EXERCISE REQUIREMENTS: Retype the tail of the data exactly, starting at the line containing "Would you mind marking the wooden" and stopping at the last line.

EXERCISE INPUTS:
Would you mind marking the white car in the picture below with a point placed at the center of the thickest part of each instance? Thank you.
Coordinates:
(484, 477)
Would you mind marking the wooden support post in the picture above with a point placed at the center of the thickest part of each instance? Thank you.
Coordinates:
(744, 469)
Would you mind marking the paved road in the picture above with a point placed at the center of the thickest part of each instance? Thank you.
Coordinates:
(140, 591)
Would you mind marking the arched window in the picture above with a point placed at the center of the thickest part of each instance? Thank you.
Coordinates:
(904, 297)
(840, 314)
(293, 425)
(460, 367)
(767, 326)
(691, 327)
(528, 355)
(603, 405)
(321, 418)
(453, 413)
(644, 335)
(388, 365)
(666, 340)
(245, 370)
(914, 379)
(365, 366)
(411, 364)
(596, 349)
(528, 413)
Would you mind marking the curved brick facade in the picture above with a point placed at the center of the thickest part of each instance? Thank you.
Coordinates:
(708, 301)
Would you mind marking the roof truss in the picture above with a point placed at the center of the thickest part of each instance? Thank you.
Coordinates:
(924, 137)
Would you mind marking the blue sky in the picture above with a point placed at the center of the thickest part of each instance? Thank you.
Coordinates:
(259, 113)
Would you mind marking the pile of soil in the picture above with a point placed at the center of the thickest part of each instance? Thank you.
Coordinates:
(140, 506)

YOUR SOLUTION:
Would you mind marking the wooden support post in the picture above with a point placed at the center of the thickest part of each instance? Thank you.
Coordinates:
(744, 469)
Would you mind marking the paved road in the picture above with a point placed at the center of the thickest part of each instance? Thank you.
Coordinates:
(140, 591)
Would you mind marking the arched window in the picture above with a point placed at the center of the thickest part of each instance? Thank you.
Coordinates:
(904, 297)
(840, 314)
(293, 425)
(460, 367)
(767, 326)
(691, 327)
(528, 355)
(603, 405)
(321, 418)
(453, 413)
(644, 335)
(388, 365)
(666, 340)
(245, 370)
(914, 379)
(365, 366)
(411, 364)
(596, 349)
(528, 413)
Would you mind marking the curved brick facade in the picture above with a point placed at the center of the thickest part of each instance? Thank you.
Coordinates:
(708, 301)
Would you mind marking the roof truss in the picture above with a point placed at the center of the thickest part of each instance? Thank you.
Coordinates:
(924, 137)
Would you mind marking the blue sky in the picture above with a point placed at the center of the thickest part of each instance? Thank you.
Coordinates:
(259, 113)
Would you mind marking the pile of soil in the picture above with a point placed at the center of the thickest part of each instance? Thank you.
Coordinates:
(140, 506)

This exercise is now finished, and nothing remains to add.